▶ _Work order_
The data below should be duplicated in full, unchanged.

● ● ●

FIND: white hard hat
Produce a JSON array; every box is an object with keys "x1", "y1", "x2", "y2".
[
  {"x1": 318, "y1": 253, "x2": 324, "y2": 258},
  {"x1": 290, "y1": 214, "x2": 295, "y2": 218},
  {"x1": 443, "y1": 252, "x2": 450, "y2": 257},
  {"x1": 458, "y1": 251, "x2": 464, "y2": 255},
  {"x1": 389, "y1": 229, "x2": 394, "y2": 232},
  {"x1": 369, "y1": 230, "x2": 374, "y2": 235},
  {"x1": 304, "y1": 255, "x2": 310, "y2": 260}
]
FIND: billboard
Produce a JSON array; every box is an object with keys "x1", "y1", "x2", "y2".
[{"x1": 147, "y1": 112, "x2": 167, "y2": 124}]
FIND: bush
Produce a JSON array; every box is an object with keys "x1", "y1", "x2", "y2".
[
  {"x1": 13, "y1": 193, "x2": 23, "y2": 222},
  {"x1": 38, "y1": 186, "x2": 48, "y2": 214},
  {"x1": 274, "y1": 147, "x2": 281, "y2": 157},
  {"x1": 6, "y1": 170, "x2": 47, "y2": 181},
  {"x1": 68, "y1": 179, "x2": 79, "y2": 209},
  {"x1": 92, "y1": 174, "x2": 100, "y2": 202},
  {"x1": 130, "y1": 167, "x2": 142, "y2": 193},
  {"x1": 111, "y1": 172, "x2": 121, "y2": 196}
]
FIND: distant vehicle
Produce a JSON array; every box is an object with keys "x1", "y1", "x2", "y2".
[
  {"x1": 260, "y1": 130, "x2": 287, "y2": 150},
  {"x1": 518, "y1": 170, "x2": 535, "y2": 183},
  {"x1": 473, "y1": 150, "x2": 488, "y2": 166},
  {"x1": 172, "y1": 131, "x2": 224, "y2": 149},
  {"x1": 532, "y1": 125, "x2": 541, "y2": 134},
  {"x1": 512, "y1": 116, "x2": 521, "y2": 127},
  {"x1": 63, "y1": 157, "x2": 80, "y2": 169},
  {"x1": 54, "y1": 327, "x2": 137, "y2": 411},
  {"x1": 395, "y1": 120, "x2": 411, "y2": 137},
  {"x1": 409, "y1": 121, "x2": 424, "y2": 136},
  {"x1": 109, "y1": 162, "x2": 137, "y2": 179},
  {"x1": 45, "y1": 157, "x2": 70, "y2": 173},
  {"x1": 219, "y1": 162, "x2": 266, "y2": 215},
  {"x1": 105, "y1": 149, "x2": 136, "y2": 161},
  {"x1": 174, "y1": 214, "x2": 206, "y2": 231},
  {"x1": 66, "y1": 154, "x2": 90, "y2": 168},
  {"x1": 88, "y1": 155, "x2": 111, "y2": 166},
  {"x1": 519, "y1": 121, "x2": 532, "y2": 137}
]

● ● ●

▶ _Answer to this problem_
FIND: white hard hat
Produce a JSON array; every box is an object with keys "x1", "y1", "x2", "y2".
[
  {"x1": 318, "y1": 253, "x2": 324, "y2": 258},
  {"x1": 290, "y1": 214, "x2": 295, "y2": 218},
  {"x1": 443, "y1": 252, "x2": 450, "y2": 257},
  {"x1": 458, "y1": 251, "x2": 464, "y2": 255},
  {"x1": 389, "y1": 229, "x2": 394, "y2": 232},
  {"x1": 369, "y1": 230, "x2": 374, "y2": 235},
  {"x1": 304, "y1": 255, "x2": 310, "y2": 260}
]
FIND: billboard
Produce a JSON array; every box is an object with keys "x1", "y1", "x2", "y2".
[{"x1": 147, "y1": 112, "x2": 167, "y2": 124}]
FIND: bush
Produce a JSON array; every box is an object with keys "x1", "y1", "x2", "y2".
[
  {"x1": 13, "y1": 193, "x2": 23, "y2": 222},
  {"x1": 38, "y1": 186, "x2": 48, "y2": 214},
  {"x1": 274, "y1": 147, "x2": 281, "y2": 157},
  {"x1": 6, "y1": 170, "x2": 47, "y2": 181},
  {"x1": 68, "y1": 179, "x2": 79, "y2": 209},
  {"x1": 92, "y1": 174, "x2": 100, "y2": 202},
  {"x1": 130, "y1": 167, "x2": 142, "y2": 193},
  {"x1": 111, "y1": 172, "x2": 121, "y2": 196}
]
FIND: distant vehicle
Produce a JSON array; every box is an object with keys "x1", "y1", "x2", "y2".
[
  {"x1": 260, "y1": 130, "x2": 287, "y2": 150},
  {"x1": 518, "y1": 170, "x2": 535, "y2": 183},
  {"x1": 473, "y1": 150, "x2": 488, "y2": 166},
  {"x1": 172, "y1": 131, "x2": 224, "y2": 149},
  {"x1": 532, "y1": 125, "x2": 541, "y2": 134},
  {"x1": 512, "y1": 116, "x2": 521, "y2": 127},
  {"x1": 63, "y1": 157, "x2": 80, "y2": 169},
  {"x1": 54, "y1": 327, "x2": 137, "y2": 411},
  {"x1": 395, "y1": 120, "x2": 411, "y2": 137},
  {"x1": 409, "y1": 121, "x2": 424, "y2": 136},
  {"x1": 109, "y1": 162, "x2": 137, "y2": 179},
  {"x1": 45, "y1": 157, "x2": 70, "y2": 173},
  {"x1": 219, "y1": 162, "x2": 266, "y2": 215},
  {"x1": 105, "y1": 149, "x2": 136, "y2": 161},
  {"x1": 174, "y1": 214, "x2": 206, "y2": 231},
  {"x1": 66, "y1": 154, "x2": 90, "y2": 168},
  {"x1": 88, "y1": 155, "x2": 111, "y2": 166},
  {"x1": 519, "y1": 121, "x2": 532, "y2": 137}
]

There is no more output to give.